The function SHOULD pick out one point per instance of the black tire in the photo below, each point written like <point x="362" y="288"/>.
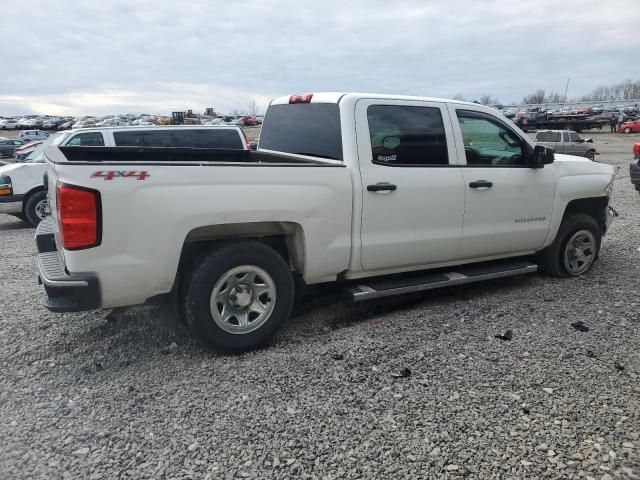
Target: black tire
<point x="202" y="279"/>
<point x="29" y="209"/>
<point x="551" y="259"/>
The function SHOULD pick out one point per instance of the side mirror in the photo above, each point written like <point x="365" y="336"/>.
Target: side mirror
<point x="541" y="156"/>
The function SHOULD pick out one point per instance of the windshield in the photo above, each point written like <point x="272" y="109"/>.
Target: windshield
<point x="37" y="156"/>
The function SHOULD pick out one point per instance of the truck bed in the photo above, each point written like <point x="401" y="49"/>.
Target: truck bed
<point x="177" y="155"/>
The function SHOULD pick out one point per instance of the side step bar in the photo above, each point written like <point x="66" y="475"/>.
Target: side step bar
<point x="410" y="283"/>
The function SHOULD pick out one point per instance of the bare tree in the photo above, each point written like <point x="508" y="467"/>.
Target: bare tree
<point x="555" y="97"/>
<point x="535" y="98"/>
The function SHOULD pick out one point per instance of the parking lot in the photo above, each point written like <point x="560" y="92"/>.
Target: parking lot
<point x="89" y="396"/>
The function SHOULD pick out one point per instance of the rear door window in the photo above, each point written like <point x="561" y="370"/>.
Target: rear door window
<point x="548" y="137"/>
<point x="404" y="135"/>
<point x="303" y="128"/>
<point x="180" y="138"/>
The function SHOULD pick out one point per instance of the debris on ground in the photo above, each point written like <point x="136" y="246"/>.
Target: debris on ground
<point x="508" y="335"/>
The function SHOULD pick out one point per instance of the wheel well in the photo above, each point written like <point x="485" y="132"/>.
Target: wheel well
<point x="595" y="207"/>
<point x="284" y="237"/>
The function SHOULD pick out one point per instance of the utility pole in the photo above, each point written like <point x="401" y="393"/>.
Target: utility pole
<point x="566" y="89"/>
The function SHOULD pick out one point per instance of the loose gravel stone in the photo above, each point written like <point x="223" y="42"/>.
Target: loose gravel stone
<point x="293" y="410"/>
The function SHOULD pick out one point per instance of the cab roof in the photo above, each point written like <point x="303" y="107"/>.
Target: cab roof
<point x="337" y="97"/>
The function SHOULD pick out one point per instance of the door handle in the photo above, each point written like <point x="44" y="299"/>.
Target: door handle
<point x="381" y="187"/>
<point x="481" y="184"/>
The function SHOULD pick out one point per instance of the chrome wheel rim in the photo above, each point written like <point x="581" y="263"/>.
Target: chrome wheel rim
<point x="243" y="299"/>
<point x="41" y="209"/>
<point x="579" y="252"/>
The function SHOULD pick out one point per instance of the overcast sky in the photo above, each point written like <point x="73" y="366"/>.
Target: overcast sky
<point x="97" y="57"/>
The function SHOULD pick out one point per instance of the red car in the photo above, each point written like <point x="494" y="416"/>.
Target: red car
<point x="631" y="126"/>
<point x="250" y="121"/>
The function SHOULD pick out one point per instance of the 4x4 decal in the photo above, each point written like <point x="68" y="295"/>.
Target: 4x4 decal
<point x="111" y="174"/>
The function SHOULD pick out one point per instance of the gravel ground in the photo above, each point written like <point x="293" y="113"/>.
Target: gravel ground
<point x="85" y="397"/>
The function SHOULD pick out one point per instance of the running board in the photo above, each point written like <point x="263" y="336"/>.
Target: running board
<point x="410" y="283"/>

:::::

Format the lines of the listing above as a Markdown table with two columns, Row and Line. Start with the line containing "of the running", continue through the end of the listing, number each row, and leave out any blank lines.

| Row | Line |
|---|---|
| 1 | The function SHOULD pick out one point per instance of the running board in the photo above, each point written like <point x="263" y="336"/>. |
| 2 | Target: running board |
| 3 | <point x="410" y="283"/> |